Shopping centre owner Unibail-Rodamco-Westfield has announced a €9bn (£8.2bn) programme of deals and disposals to boost its balance sheet during the Covid-19 pandemic.
The company said the deleveraging plan, which it has named “Reset”, will include a €3.5bn capital raising; €1bn of cash savings by limiting dividends; reducing development spending and non-essential capex by €800m; and selling €4bn-worth of assets between now and the end of 2021.
Chief executive Christophe Cuvillier said the plans will allow URW to “embrace the changing retail environment through our flagship destination strategy and capitalise on our unmatched portfolio quality’s mixed-use potential”.
He added: “URW’s immediate priority… is to deleverage, primarily through asset disposals. However, given the uncertainties around the duration of the Covid-19 pandemic and the recovery, we have decided, as a matter of prudent management, to substantially strengthen our balance sheet, in order to maintain a robust investment grade credit rating and to ensure flexibility in a world that is unpredictable and requires agility.”

Exercise 1: Decide whether each statement below agrees with the article about Unibail-Rodamco-Westfield's deleveraging plan. Answer yes or no for each, quoting the article's deciding words. (a) The plan includes selling assets worth €4bn by the end of 2021. (b) The capital raising in the plan amounts to €9bn. (c) The chief executive said the company's immediate priority is to deleverage, mainly by disposing of assets.
Exercise 2: In the article about Unibail-Rodamco-Westfield's deleveraging plan, what name has the company given the plan?
Exercise 3: Continue the article about Unibail-Rodamco-Westfield's deleveraging plan from its final paragraph.

Collection entries
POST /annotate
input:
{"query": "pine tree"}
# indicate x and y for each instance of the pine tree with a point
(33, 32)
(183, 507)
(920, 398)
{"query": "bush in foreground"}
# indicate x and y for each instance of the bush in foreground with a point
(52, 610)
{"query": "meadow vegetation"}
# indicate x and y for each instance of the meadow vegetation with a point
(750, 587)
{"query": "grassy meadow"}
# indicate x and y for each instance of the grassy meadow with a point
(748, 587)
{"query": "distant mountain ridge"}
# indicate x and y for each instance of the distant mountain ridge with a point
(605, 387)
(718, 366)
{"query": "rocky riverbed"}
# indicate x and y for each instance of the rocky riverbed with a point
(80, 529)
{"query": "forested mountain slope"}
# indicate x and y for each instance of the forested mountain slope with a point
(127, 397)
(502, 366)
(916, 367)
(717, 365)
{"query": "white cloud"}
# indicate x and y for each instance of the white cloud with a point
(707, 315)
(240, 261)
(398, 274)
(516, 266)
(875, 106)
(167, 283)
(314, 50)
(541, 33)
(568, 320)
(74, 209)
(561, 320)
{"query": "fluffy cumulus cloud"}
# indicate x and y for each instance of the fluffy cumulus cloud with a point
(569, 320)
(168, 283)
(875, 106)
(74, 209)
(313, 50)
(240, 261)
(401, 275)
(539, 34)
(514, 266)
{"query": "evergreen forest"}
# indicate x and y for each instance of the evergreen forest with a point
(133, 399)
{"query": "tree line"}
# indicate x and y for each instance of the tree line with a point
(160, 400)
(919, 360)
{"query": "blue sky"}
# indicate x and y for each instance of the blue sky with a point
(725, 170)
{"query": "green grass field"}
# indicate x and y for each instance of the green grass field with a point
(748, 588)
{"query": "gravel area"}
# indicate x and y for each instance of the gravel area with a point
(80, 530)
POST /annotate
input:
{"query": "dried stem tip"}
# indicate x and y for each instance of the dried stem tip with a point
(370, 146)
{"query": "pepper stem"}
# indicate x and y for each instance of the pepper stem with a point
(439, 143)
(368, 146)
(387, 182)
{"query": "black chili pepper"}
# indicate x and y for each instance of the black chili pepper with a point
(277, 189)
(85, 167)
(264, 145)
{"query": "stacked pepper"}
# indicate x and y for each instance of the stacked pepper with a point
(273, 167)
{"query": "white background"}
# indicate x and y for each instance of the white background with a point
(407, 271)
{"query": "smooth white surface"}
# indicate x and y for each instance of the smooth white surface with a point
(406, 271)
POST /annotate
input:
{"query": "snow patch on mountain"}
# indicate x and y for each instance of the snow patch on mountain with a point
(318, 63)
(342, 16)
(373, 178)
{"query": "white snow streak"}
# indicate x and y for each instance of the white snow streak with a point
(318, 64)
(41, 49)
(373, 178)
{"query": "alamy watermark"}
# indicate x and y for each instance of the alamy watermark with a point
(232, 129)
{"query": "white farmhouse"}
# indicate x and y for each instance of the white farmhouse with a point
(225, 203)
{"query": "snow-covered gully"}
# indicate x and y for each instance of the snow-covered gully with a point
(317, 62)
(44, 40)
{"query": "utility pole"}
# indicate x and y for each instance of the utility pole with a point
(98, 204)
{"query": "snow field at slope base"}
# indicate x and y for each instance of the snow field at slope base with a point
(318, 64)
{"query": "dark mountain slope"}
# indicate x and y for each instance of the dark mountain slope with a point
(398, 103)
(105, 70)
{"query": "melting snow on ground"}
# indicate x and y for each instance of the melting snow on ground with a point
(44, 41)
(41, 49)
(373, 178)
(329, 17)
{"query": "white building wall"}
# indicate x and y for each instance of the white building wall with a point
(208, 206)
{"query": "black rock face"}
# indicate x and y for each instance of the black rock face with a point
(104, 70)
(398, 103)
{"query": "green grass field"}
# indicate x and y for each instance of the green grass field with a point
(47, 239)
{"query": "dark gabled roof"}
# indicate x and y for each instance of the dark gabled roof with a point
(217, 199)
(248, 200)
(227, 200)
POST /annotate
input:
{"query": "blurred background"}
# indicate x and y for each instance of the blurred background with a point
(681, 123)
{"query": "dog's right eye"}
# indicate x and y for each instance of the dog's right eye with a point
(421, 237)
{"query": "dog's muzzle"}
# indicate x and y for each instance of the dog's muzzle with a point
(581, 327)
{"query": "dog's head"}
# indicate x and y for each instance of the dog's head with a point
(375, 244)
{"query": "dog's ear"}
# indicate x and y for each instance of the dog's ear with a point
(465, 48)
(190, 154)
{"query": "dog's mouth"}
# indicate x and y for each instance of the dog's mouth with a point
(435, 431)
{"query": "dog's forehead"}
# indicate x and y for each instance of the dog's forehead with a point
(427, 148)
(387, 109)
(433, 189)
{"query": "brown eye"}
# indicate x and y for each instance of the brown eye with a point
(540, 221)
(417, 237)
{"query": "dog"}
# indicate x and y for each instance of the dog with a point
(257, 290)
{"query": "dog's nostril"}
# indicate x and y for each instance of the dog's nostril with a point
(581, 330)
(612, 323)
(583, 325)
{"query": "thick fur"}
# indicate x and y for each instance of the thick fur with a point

Answer area 1:
(a) Yes: "selling €4bn-worth of assets between now and the end of 2021"
(b) No: "a €3.5bn capital raising"
(c) Yes: "URW’s immediate priority… is to deleverage, primarily through asset disposals"

Answer area 2: The company has named it "Reset".

Answer area 3:
The company expects to hit the market for fresh equity before the end of the year, in a deal underwritten by investment banks Bank of America, BNP Paribas, Crédit Agricole, Goldman Sachs, JP Morgan and Société Générale. Eastdil Secured, Kempen, Lazard and Rothschild are also advising URW on the transaction.
Of the €800m in reduced capex, €600m will come from development and €200m from operations. URW said its development pipeline has already been reduced by €2.2bn from 2019.
The company expects 50% of its €4bn disposal programme to be focused on retail properties, and 50% on offices and other asset classes. URW singled out its US regional mall portfolio as a part of the business it plans to shrink.
URW said its new strategy also aims to “capture the mixed-use potential embedded within the portfolio” and introduce new revenue streams to the business.
Encouraging footfall
Alongside details of the ‘Reset’ initiative, URW has given an update on footfall in its properties, describing the recovery as “encouraging”. Most of is sites in continental Europe are now at 80-90% of the footfall recorded a year ago, the company said, with the UK at 60-70% and showing “good week-on-week development as people are returning to offices following the lockdown and summer holidays”.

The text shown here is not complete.